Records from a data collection
----

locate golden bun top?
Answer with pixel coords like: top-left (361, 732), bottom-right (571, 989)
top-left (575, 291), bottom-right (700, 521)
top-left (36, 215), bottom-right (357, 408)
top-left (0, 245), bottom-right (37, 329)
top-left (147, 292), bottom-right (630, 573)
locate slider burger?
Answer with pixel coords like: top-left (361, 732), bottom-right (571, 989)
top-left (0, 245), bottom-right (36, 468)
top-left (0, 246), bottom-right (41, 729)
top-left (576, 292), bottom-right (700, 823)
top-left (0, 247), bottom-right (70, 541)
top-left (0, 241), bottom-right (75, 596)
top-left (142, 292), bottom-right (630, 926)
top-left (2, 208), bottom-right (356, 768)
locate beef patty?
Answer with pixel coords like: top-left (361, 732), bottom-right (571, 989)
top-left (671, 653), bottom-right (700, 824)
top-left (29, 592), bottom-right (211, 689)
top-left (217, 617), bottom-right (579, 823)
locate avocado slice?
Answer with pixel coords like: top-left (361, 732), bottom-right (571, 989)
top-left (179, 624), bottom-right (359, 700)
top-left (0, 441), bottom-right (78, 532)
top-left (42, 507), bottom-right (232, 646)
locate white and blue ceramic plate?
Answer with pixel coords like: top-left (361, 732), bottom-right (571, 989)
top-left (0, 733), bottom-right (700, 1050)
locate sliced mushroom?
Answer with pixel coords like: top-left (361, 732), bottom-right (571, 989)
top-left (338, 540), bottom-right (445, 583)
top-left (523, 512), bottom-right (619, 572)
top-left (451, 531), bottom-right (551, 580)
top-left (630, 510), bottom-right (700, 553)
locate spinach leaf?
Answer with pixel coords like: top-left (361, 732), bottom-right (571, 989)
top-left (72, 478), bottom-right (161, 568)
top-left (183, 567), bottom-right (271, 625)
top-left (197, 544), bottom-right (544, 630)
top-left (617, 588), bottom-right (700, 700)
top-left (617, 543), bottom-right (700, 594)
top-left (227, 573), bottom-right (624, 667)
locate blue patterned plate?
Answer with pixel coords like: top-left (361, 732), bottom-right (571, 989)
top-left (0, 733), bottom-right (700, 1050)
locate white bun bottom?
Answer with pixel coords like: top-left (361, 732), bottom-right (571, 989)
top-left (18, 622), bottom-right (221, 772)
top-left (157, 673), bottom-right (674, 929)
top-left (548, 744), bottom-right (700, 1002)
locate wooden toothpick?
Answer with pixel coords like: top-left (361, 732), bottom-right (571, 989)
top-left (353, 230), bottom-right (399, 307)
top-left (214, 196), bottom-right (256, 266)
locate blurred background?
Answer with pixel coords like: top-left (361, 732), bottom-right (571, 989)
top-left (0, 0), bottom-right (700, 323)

----

▸ **Problem description**
Rewrite each line of the entries above as a string in one JSON list, skipping any blank lines.

▸ **Answer to the exercise**
[
  "locate golden bun top?",
  "Answer with pixel coords like: top-left (361, 732), bottom-right (571, 989)",
  "top-left (575, 291), bottom-right (700, 521)",
  "top-left (36, 215), bottom-right (357, 408)",
  "top-left (0, 245), bottom-right (37, 329)",
  "top-left (147, 292), bottom-right (630, 573)",
  "locate slider burger?",
  "Answer with pixel coords like: top-left (361, 732), bottom-right (571, 989)",
  "top-left (0, 245), bottom-right (36, 468)",
  "top-left (0, 246), bottom-right (41, 729)",
  "top-left (576, 292), bottom-right (700, 823)",
  "top-left (0, 247), bottom-right (70, 541)",
  "top-left (0, 241), bottom-right (75, 596)",
  "top-left (142, 292), bottom-right (630, 926)",
  "top-left (2, 208), bottom-right (356, 768)",
  "locate beef patty?",
  "Answer with pixel coords like: top-left (361, 732), bottom-right (571, 989)",
  "top-left (671, 653), bottom-right (700, 824)",
  "top-left (29, 592), bottom-right (211, 689)",
  "top-left (217, 617), bottom-right (579, 823)",
  "locate avocado slice?",
  "Answer with pixel coords like: top-left (361, 732), bottom-right (571, 989)",
  "top-left (179, 624), bottom-right (359, 700)",
  "top-left (0, 441), bottom-right (78, 532)",
  "top-left (42, 507), bottom-right (232, 646)",
  "locate white and blue ceramic plate?",
  "Answer with pixel coords like: top-left (361, 732), bottom-right (571, 989)",
  "top-left (0, 733), bottom-right (700, 1050)",
  "locate sliced mushroom?",
  "Answer with pixel coords like: top-left (361, 732), bottom-right (571, 989)",
  "top-left (338, 540), bottom-right (445, 583)",
  "top-left (523, 512), bottom-right (619, 572)",
  "top-left (451, 531), bottom-right (551, 580)",
  "top-left (630, 510), bottom-right (700, 553)",
  "locate spinach leaf?",
  "Answer with pixel coords like: top-left (361, 732), bottom-right (571, 989)",
  "top-left (72, 478), bottom-right (161, 568)",
  "top-left (183, 567), bottom-right (271, 625)",
  "top-left (197, 544), bottom-right (544, 630)",
  "top-left (617, 588), bottom-right (700, 700)",
  "top-left (617, 543), bottom-right (700, 594)",
  "top-left (227, 573), bottom-right (624, 667)",
  "locate blue patterned plate?",
  "Answer with pixel coords like: top-left (361, 732), bottom-right (571, 989)",
  "top-left (0, 733), bottom-right (700, 1050)",
  "locate white bun bottom?",
  "Answer with pixel coords like: top-left (361, 732), bottom-right (571, 989)",
  "top-left (18, 622), bottom-right (221, 772)",
  "top-left (157, 673), bottom-right (674, 929)",
  "top-left (548, 744), bottom-right (700, 1002)",
  "locate wooden toothpick?",
  "Answer with pixel coords like: top-left (361, 732), bottom-right (571, 989)",
  "top-left (353, 230), bottom-right (399, 307)",
  "top-left (214, 196), bottom-right (256, 266)",
  "locate blurred background?",
  "Answer with pixel coords like: top-left (361, 732), bottom-right (571, 989)",
  "top-left (0, 0), bottom-right (700, 323)"
]